PROBLEM TO WORK ON
Reproduce every record below exactly as written, leaving out any pictures.

DATA FOR PROCESSING
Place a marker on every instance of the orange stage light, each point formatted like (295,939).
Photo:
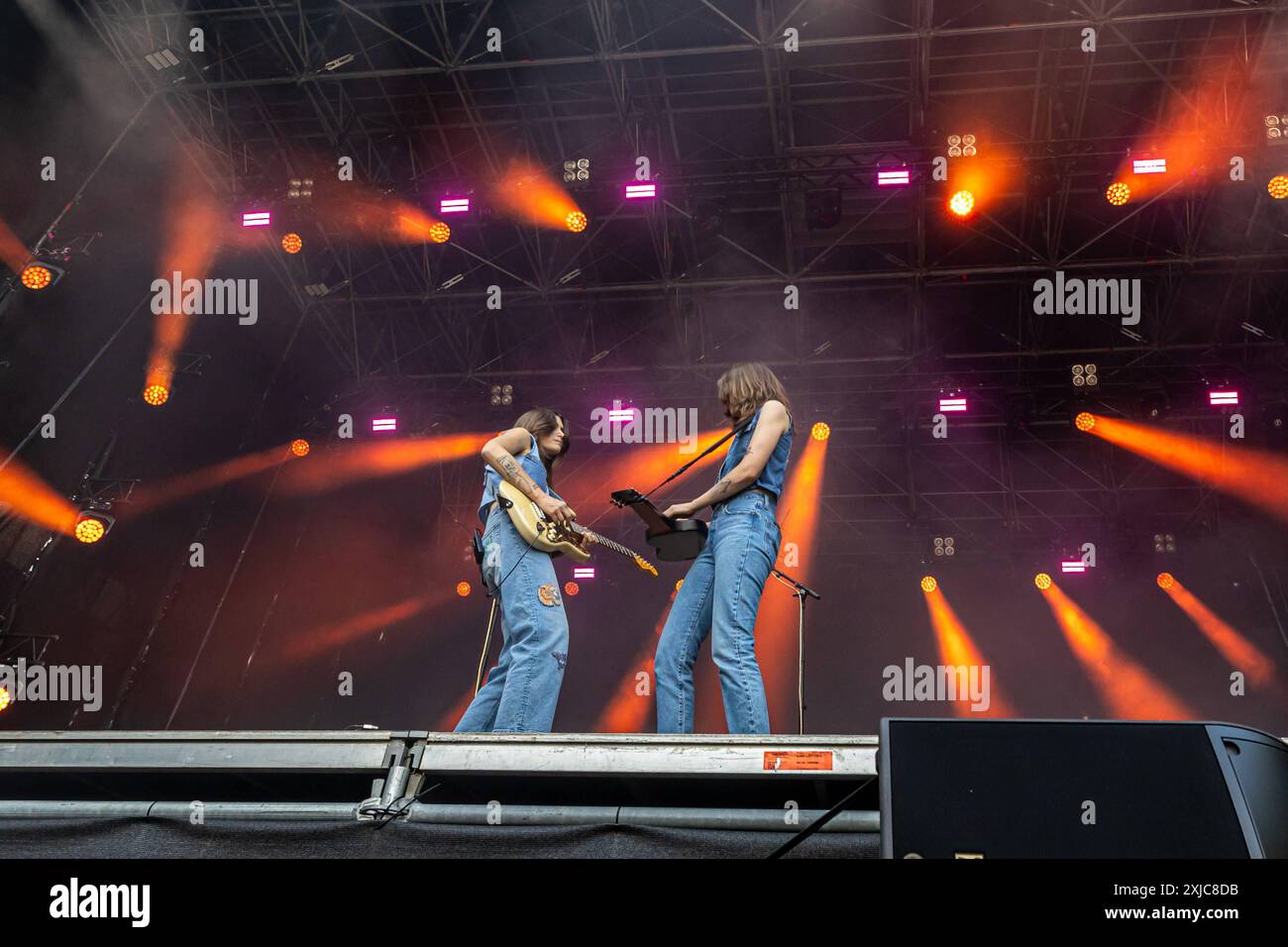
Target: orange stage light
(89,528)
(1256,476)
(37,277)
(1241,654)
(1128,690)
(961,204)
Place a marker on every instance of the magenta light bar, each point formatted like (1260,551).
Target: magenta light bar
(894,178)
(1149,166)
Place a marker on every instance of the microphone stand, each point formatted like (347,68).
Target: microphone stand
(800,591)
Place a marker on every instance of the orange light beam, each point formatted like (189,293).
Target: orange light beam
(329,470)
(531,195)
(1256,476)
(1234,647)
(321,639)
(35,500)
(1128,689)
(957,650)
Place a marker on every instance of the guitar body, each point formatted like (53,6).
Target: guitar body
(537,530)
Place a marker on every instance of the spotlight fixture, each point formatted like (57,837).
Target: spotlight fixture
(40,275)
(576,170)
(1276,128)
(962,146)
(91,525)
(961,204)
(1085,375)
(1119,193)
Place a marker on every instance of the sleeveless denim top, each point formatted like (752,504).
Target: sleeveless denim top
(531,466)
(776,470)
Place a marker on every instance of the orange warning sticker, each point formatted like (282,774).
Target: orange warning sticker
(798,759)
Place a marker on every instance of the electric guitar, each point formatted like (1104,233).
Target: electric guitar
(544,534)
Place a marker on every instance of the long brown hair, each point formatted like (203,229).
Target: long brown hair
(746,385)
(540,421)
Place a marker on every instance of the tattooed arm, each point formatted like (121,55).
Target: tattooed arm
(500,454)
(771,427)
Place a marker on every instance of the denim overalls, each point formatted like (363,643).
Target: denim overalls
(720,596)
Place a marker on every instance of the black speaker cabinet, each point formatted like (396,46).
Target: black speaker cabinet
(1081,789)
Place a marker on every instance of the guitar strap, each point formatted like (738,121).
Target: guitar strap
(733,432)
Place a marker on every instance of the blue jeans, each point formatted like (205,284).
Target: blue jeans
(523,688)
(720,596)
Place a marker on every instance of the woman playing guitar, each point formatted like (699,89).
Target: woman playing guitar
(721,590)
(523,688)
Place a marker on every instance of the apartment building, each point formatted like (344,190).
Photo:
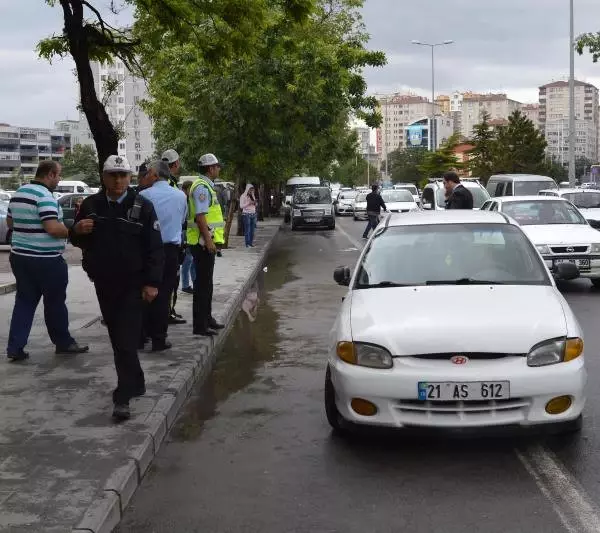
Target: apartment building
(22,148)
(554,120)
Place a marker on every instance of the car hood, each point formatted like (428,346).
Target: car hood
(561,234)
(457,319)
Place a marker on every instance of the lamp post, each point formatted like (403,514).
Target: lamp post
(432,46)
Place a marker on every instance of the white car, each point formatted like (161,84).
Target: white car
(586,200)
(558,230)
(399,200)
(451,320)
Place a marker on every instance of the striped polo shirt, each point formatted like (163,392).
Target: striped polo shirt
(31,205)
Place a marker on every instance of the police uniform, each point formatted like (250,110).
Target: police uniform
(203,200)
(123,254)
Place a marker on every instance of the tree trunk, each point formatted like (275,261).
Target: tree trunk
(105,136)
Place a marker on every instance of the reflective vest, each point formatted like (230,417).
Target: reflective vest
(214,217)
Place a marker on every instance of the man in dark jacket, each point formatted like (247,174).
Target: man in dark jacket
(459,197)
(374,205)
(119,234)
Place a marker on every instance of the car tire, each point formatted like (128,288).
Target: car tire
(335,419)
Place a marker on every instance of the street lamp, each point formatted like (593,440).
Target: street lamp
(432,46)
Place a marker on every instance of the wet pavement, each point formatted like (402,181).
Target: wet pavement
(252,451)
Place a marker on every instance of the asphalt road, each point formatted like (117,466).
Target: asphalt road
(252,451)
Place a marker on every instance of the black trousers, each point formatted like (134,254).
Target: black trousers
(121,306)
(156,315)
(204,262)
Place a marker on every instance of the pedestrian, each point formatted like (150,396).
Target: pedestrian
(205,219)
(188,272)
(248,205)
(170,205)
(36,259)
(123,255)
(374,205)
(171,157)
(459,197)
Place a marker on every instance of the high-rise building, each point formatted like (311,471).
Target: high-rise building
(554,120)
(22,148)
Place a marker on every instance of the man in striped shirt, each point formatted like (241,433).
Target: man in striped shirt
(38,242)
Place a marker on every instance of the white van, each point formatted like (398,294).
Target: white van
(65,187)
(294,183)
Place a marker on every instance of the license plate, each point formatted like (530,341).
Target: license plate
(451,391)
(581,263)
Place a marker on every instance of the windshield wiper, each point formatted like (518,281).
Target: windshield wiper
(464,281)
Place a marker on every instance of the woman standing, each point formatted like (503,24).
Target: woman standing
(248,205)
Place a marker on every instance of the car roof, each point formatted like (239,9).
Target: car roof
(452,216)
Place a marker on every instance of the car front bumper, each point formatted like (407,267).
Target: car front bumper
(395,392)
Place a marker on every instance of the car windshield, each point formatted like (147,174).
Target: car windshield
(542,212)
(583,199)
(480,196)
(532,188)
(397,196)
(450,254)
(314,195)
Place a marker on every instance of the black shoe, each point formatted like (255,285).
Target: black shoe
(213,324)
(121,412)
(205,332)
(161,346)
(72,349)
(21,355)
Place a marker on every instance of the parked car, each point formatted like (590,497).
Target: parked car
(68,204)
(557,229)
(513,355)
(586,200)
(311,206)
(518,184)
(434,195)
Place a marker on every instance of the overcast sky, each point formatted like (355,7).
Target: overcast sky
(510,46)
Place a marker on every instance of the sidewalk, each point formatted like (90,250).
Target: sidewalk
(64,466)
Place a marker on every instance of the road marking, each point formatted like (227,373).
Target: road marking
(568,498)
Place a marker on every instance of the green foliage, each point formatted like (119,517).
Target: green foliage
(405,163)
(436,164)
(81,162)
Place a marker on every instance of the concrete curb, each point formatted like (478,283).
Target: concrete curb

TASK RESULT
Place a marker on every instance of the orange stage light, each point formatted like (295,939).
Photo:
Target: orange stage light
(89,528)
(1256,476)
(37,277)
(1241,654)
(1128,690)
(961,204)
Place a marker on every instance of the magenta light bar, each point formatted like (1260,551).
Target: magenta light bar
(894,178)
(1149,166)
Place a marker on every instance of the microphone stand, each point formatted like (347,68).
Target: microphone stand
(800,591)
Place a marker on every instance of the orange light beam, each point formatted like (189,293).
Target: orange light beam
(329,470)
(531,195)
(1256,476)
(1234,647)
(321,639)
(35,500)
(1128,689)
(957,650)
Place a marker on every instance of the guitar body, each point formatted like (53,6).
Target: guitar body
(537,530)
Place a marker on every instance of the spotlight fixture, each point formatted like (57,837).
Target: spotlight fixture
(40,275)
(576,170)
(1276,128)
(962,146)
(91,525)
(961,204)
(1085,375)
(1119,193)
Place a marker on every instance of the sleeveless denim top, each point formatted like (752,504).
Target: sleeveless denim top
(531,466)
(776,470)
Place a marker on every instance of the orange warning sticker, each point formatted like (282,774).
Target: orange warning sticker
(798,759)
Place a marker on every instance of the electric guitar, each point formatted like (1104,233).
Target: electric guitar
(544,534)
Place a marker on every instance of the long brown hair, each point formatted like (203,229).
Target: long brown hair
(746,385)
(540,421)
Place a marker on every instance of the tattooed arm, each point formatted like (121,55).
Target: tattooed arm
(500,454)
(771,427)
Place a marker on every instance of the denim overalls, each point formatted like (363,643).
Target: denim overalls
(720,596)
Place a marker on every instance of the black speaker cabinet, each point formatted like (396,46).
Target: black speaker cabinet
(1081,789)
Place a marker on every instance of the guitar strap, each point formatted like (738,121).
Target: guitar strap
(733,432)
Place a marker on every instance of the blue jeans, each point formatted like (205,284).
Target: blue jeans
(523,688)
(720,596)
Place a marker on every instance of the woman playing guitar, each point formatted like (699,89).
Target: woman playing guitar
(721,590)
(523,688)
Place a marker on every instance of the apartment building, each point formatted like (344,190).
Photo:
Target: apartment building
(22,148)
(554,120)
Place a marker on every instance of the car hood, each point formatted like (428,346).
Target: car hood
(561,234)
(457,319)
Place a marker on every instance of the lamp post, each point formatted like (403,514).
Target: lamp post
(432,46)
Place a marker on every instance of the white car, each point formatted like (161,84).
Target: white car
(586,200)
(558,230)
(399,200)
(451,320)
Place a marker on every instance of the striped polo shirt, each point formatted like (163,392).
Target: striped polo shirt
(31,205)
Place a marker on every instance of the police uniform, each point formatted like (250,110).
Target: police uniform
(203,200)
(123,254)
Place a marker on every instance of the tree trunk, each point formatted like (275,261).
Target: tree trunk
(105,136)
Place a marker on every instance of the reflective vest, each point formatted like (230,417).
Target: reflective vest
(214,217)
Place a marker on every instance of the man in dark jacket, each point formatted like (247,174).
Target: man in dark jacket
(459,197)
(374,205)
(119,234)
Place a marker on every instance of the car tire, each point formatted like (128,288).
Target: car tire
(335,419)
Place a marker on every instance of the street lamp, each point formatted like (593,440).
Target: street lamp
(432,46)
Place a marker on every instance of the wet pavement, each point formatted like (402,181).
Target: wet pavement
(252,451)
Place a marker on every instance of the asphalt road, each point formatted like (117,466).
Target: asphalt road
(252,451)
Place a marker on every instance of the black trousers, each point formatted like (134,254).
Target: black trousers
(121,306)
(156,315)
(204,262)
Place a marker on every instance of the pedestrian, each point formatted like (150,396).
Target: pedestrian
(205,219)
(188,272)
(248,205)
(170,205)
(36,259)
(123,255)
(374,205)
(171,157)
(459,197)
Place a marker on every instance of the high-rise building, each point formatted like (311,471).
Target: high-rise building
(554,120)
(22,148)
Place a marker on every instance of the man in striped shirt, each point formatted like (241,433).
Target: man in striped shirt
(38,242)
Place a marker on every instance of the white van, each point formatted like (398,294).
Target: white van
(65,187)
(294,183)
Place a marker on every instance of the license plate, each point formatted like (530,341).
Target: license plate
(451,391)
(581,263)
Place a marker on every instance of the windshield wiper, each point formatted like (518,281).
Target: windshield wiper
(464,281)
Place a marker on every instance of the woman standing, each point formatted like (503,24).
Target: woman standing
(248,205)
Place a marker on every instance of the car roof, each point formatted like (239,9).
Target: car roof
(452,216)
Place a marker on every instance of the car front bumper, each point formatted like (407,267).
Target: car front bumper
(395,392)
Place a marker on every instance of the car windshield, each point formatted like (147,174).
Target: car windshield
(542,212)
(583,199)
(480,196)
(532,188)
(397,196)
(450,254)
(314,195)
Place a marker on every instance of the black shoe, each point formatted like (255,285).
Target: black shoe
(213,324)
(121,412)
(205,332)
(161,346)
(72,349)
(21,355)
Place a marker on every instance of the parked car, each point formatted like (590,497).
Target: parked car
(68,204)
(557,229)
(513,355)
(586,200)
(311,206)
(518,184)
(434,195)
Place a marker on every instance of the overcast sky, each point formatted like (355,7).
Target: overcast sky
(510,46)
Place a marker on every instance of the sidewalk, each point formatted like (90,250).
Target: sidewalk
(64,466)
Place a marker on every instance of the road marking, each point formatted like (227,373).
Target: road marking
(568,498)
Place a marker on every instance of the green foliage, each point formatted like (119,517).
Target: green foliage
(405,163)
(436,164)
(81,162)
Place a marker on every instance of the concrete curb, each point formatted like (478,283).
Target: concrete curb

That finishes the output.